→ Extrait choisi
----------------
Au point de vue politique, le Mexique est destiné à évoluer de plus en plus dans l’orbite des États-Unis. La doctrine de Monroë signifie en réalité leur hégémonie sur les deux Amériques ; et comme de nos jours, par un heureux progrès humanitaire, les intérêts économiques tendent à dominer toujours davantage la politique, c’est sur ce terrain qu’il y a trois ans fut convoquée la conférence diplomatique, à laquelle on a donné le nom de congrès panaméricain. Rien de positif n’en est sorti ; mais on a appris aux républiques du sud le chemin de Washington ; on les a habituées à chercher au nord leur étoile polaire. Dans les dernières révolutions du Brésil et du Chili, la main des Américains, plus ou moins soutenus par leur gouvernement, a été très visible.
----------------
→ Données fournies
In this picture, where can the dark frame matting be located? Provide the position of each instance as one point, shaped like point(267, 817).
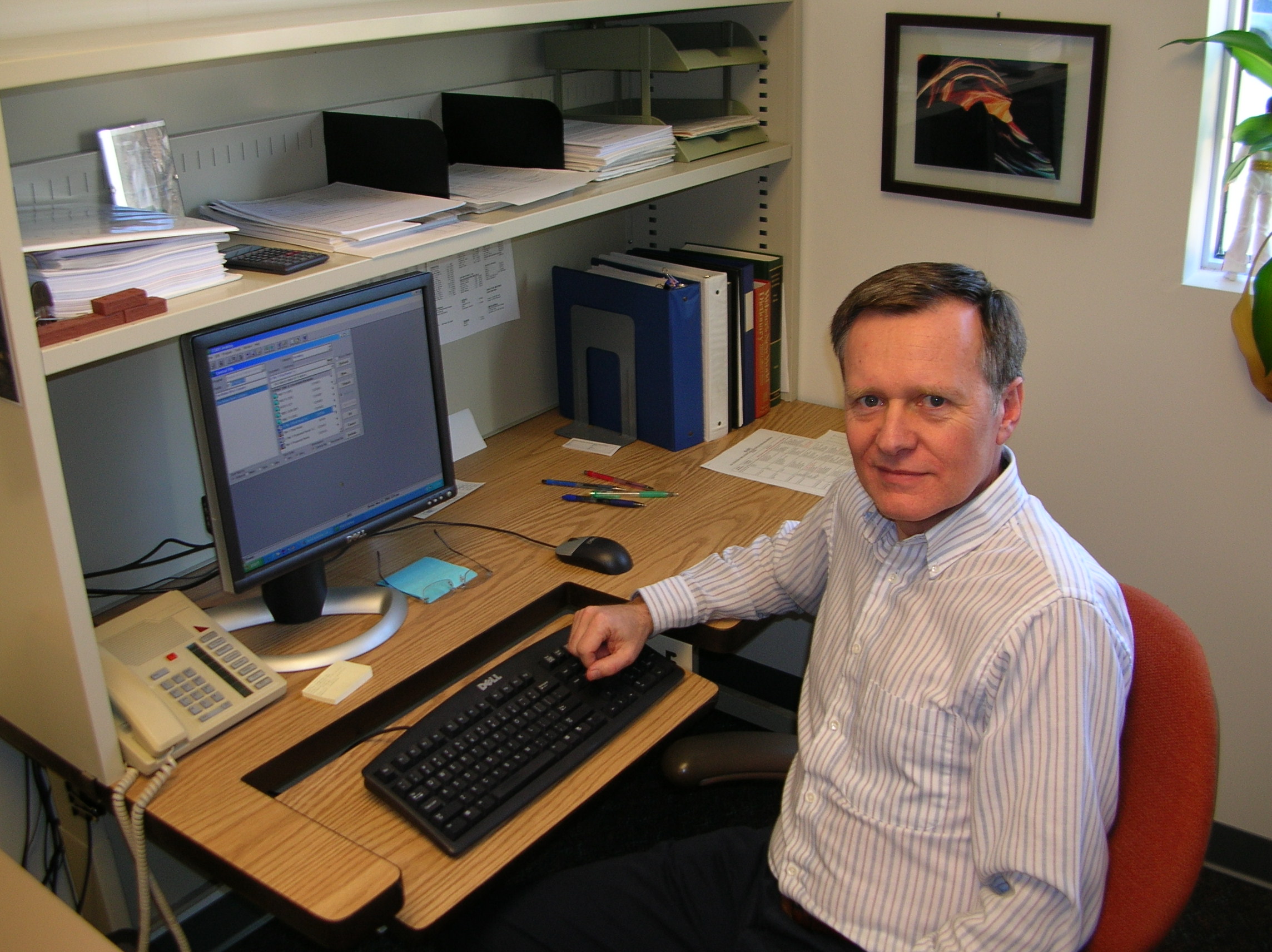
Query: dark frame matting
point(1099, 34)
----------------
→ Consigne A
Dans l'extrait choisi, quel nom a-t-on donné à la conférence diplomatique convoquée il y a trois ans ?
→ Consigne B
Recopiez mot pour mot le passage de l'extrait choisi qui va de « Au point de » à « été très visible. ».

→ Corrigé A
Le nom de congrès panaméricain.

→ Corrigé B
Au point de vue politique, le Mexique est destiné à évoluer de plus en plus dans l’orbite des États-Unis. La doctrine de Monroë signifie en réalité leur hégémonie sur les deux Amériques ; et comme de nos jours, par un heureux progrès humanitaire, les intérêts économiques tendent à dominer toujours davantage la politique, c’est sur ce terrain qu’il y a trois ans fut convoquée la conférence diplomatique, à laquelle on a donné le nom de congrès panaméricain. Rien de positif n’en est sorti ; mais on a appris aux républiques du sud le chemin de Washington ; on les a habituées à chercher au nord leur étoile polaire. Dans les dernières révolutions du Brésil et du Chili, la main des Américains, plus ou moins soutenus par leur gouvernement, a été très visible.